----- Material shown
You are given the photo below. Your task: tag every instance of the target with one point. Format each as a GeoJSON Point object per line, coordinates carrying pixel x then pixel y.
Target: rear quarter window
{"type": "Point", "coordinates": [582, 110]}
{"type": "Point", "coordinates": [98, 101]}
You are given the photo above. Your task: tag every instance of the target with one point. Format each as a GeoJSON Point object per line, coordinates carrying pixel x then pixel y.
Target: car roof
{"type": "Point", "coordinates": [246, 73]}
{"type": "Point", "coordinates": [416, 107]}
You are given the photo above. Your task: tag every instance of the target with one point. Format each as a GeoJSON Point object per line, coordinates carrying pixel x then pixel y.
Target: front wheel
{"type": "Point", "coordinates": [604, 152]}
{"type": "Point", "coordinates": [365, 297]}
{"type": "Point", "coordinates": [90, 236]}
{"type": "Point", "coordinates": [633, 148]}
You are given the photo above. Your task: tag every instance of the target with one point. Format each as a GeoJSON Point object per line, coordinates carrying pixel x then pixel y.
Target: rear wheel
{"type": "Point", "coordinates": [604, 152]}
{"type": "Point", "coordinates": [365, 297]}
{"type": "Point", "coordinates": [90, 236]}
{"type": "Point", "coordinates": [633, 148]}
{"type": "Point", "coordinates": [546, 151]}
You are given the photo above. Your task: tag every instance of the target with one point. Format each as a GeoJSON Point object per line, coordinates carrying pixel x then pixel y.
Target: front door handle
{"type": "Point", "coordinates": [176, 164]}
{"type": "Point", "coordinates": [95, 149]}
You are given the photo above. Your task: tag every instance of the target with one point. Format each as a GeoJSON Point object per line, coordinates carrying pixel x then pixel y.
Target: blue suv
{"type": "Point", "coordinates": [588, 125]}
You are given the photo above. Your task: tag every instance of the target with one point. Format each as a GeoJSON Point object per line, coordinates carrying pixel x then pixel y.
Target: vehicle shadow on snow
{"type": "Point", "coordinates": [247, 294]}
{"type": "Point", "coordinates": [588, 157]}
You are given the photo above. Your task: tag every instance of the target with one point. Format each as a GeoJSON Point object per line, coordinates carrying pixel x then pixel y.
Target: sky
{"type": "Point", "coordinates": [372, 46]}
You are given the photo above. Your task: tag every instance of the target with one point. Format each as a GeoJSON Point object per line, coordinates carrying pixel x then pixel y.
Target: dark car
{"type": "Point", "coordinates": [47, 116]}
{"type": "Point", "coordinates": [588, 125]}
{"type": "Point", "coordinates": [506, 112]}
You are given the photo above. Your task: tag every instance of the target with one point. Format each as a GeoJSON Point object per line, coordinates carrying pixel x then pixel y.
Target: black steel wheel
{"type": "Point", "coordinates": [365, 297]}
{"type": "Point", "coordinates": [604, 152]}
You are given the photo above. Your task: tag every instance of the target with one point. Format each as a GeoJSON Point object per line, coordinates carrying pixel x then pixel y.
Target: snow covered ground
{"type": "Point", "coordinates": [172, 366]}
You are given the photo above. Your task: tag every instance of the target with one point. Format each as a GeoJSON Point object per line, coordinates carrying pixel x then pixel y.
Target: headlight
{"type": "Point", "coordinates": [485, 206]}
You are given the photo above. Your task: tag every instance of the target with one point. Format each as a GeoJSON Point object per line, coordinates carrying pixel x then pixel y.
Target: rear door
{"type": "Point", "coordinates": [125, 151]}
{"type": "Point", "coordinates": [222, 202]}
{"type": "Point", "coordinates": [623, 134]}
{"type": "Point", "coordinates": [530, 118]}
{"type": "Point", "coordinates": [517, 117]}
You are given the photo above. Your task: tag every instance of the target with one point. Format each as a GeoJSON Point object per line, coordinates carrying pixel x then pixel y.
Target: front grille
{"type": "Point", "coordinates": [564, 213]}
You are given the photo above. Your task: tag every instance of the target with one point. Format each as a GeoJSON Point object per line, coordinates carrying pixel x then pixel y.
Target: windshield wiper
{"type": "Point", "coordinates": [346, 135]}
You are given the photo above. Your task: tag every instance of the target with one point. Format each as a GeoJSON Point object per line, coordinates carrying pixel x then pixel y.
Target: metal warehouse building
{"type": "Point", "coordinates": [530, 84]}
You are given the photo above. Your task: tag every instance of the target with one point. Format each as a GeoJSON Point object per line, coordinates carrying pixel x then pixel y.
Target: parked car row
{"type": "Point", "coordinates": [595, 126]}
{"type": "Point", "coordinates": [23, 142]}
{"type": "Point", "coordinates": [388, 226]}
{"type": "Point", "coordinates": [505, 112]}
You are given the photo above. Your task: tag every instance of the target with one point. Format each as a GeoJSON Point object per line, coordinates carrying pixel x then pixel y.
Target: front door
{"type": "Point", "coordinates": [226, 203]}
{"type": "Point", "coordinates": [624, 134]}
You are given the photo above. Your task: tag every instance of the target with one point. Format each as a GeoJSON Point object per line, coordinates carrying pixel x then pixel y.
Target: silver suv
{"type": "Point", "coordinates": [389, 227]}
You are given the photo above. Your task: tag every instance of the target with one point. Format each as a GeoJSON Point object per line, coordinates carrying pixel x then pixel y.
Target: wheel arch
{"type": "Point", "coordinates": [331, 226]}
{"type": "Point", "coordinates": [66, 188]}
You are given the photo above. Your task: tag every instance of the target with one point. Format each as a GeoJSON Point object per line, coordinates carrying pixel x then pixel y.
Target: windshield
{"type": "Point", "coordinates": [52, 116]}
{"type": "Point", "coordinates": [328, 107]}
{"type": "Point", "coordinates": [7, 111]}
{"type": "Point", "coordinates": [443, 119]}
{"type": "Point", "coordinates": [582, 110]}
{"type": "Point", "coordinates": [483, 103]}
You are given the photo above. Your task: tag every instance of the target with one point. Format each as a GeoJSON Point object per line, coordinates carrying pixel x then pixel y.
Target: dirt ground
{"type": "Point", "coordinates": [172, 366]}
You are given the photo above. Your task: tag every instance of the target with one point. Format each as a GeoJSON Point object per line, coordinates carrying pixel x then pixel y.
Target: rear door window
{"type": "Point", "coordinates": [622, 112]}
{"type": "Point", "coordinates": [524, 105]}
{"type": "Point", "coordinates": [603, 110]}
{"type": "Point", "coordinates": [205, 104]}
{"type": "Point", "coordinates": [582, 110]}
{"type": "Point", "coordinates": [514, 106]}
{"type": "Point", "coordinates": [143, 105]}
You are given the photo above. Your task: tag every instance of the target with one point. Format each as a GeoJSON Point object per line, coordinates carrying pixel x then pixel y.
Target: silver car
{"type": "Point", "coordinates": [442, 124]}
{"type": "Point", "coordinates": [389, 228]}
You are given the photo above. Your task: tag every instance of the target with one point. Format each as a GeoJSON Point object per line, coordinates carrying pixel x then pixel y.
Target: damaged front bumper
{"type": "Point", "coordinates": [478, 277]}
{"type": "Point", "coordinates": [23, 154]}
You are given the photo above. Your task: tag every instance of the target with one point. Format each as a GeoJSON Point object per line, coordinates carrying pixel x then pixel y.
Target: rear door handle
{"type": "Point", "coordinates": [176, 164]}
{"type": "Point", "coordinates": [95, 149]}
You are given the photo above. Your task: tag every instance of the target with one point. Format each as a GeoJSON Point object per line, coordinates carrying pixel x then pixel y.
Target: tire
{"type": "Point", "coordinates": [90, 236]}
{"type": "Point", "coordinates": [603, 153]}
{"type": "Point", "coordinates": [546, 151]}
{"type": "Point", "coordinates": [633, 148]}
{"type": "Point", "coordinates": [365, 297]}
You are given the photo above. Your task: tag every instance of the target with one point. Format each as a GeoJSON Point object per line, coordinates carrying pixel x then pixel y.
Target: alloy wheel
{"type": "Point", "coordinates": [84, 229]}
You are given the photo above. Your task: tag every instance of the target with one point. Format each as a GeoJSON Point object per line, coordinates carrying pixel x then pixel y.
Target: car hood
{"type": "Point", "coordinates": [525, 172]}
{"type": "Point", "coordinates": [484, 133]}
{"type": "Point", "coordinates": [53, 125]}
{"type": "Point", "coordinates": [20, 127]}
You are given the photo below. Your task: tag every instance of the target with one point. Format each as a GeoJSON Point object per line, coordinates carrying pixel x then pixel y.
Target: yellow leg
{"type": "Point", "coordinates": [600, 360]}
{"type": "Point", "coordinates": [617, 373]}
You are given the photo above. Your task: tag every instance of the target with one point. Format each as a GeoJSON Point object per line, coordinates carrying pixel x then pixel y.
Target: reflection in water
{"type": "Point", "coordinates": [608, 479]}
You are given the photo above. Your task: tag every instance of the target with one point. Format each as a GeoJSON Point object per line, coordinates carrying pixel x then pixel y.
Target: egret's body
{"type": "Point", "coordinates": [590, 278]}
----------
**Requirements:** Locate each line in the listing above that contains the string "windshield" and copy those lines out. The match is case-sensitive.

**Reply:**
Target: windshield wiper
Target: windshield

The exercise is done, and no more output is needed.